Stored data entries
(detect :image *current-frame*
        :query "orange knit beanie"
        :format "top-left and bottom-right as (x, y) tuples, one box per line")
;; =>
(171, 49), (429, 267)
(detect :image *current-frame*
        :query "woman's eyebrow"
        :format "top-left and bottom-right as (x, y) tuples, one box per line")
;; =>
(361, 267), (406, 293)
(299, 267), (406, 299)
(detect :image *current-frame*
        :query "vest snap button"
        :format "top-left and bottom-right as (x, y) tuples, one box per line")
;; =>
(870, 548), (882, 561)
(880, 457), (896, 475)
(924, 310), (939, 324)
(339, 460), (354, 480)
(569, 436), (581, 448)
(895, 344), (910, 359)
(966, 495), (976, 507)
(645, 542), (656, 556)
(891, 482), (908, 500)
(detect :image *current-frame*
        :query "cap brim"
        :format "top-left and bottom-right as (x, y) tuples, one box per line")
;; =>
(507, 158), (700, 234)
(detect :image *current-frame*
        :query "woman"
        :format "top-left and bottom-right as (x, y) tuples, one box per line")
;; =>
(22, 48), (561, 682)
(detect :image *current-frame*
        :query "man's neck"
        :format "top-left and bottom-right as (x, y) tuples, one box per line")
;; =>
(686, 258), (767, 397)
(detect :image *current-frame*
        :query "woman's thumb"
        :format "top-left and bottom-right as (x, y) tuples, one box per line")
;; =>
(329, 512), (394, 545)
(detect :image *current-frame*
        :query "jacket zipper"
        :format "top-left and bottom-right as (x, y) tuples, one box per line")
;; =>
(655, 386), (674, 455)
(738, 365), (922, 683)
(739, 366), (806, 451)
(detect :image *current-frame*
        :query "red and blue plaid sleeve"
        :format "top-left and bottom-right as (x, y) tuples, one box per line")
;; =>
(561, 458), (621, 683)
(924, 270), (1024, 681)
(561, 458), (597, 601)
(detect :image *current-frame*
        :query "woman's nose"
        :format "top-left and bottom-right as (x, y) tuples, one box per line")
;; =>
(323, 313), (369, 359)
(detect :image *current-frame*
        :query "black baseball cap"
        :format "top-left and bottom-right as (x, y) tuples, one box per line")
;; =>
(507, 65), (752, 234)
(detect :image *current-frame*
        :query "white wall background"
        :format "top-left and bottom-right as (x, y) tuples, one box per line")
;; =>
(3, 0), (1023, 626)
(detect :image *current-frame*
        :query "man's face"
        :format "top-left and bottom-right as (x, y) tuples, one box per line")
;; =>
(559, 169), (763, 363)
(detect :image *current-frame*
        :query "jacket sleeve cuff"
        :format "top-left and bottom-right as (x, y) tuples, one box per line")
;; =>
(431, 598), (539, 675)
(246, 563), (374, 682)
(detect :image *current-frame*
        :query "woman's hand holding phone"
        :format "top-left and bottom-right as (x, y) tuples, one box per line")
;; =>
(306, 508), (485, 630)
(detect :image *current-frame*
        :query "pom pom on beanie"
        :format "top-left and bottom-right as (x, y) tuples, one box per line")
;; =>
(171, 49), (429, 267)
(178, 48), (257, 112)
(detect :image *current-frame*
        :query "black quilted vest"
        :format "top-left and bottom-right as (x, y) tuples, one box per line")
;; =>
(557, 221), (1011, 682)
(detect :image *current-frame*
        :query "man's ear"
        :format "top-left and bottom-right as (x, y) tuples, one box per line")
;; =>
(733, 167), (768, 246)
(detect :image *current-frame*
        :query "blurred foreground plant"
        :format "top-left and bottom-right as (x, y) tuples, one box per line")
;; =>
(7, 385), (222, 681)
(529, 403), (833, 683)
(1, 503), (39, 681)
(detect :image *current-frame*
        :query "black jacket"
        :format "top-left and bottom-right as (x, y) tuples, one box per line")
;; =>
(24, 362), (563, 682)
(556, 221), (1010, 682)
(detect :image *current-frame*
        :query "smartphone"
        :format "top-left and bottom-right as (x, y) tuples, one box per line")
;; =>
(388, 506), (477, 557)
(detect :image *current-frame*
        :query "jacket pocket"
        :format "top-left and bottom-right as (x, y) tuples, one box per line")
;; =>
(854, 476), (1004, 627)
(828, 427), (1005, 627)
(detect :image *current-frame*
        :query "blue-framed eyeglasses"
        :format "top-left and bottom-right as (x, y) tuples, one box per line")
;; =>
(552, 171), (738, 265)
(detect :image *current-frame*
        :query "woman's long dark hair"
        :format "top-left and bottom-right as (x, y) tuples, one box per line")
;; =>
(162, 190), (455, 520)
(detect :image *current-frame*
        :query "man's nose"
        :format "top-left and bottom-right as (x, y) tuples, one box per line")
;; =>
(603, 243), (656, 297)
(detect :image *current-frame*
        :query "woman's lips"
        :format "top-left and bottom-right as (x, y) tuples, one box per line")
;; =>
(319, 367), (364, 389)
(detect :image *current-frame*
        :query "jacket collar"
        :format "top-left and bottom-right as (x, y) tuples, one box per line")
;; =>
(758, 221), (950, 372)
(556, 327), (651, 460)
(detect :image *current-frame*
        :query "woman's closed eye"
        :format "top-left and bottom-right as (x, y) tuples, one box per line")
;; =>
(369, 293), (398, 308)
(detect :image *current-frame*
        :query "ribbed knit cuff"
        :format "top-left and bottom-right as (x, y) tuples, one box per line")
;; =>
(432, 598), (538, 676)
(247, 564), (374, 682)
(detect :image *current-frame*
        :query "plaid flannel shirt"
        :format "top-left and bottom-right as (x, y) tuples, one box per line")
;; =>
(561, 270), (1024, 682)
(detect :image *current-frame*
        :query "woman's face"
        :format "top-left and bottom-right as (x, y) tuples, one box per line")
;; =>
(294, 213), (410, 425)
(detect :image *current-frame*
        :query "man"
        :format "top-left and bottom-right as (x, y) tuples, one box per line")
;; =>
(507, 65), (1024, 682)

Required action.
Search the entries for the string "blue" and return each line where it turns up.

Task result.
        :query "red and blue plaid sleeve"
        :query "blue-framed eyeglasses"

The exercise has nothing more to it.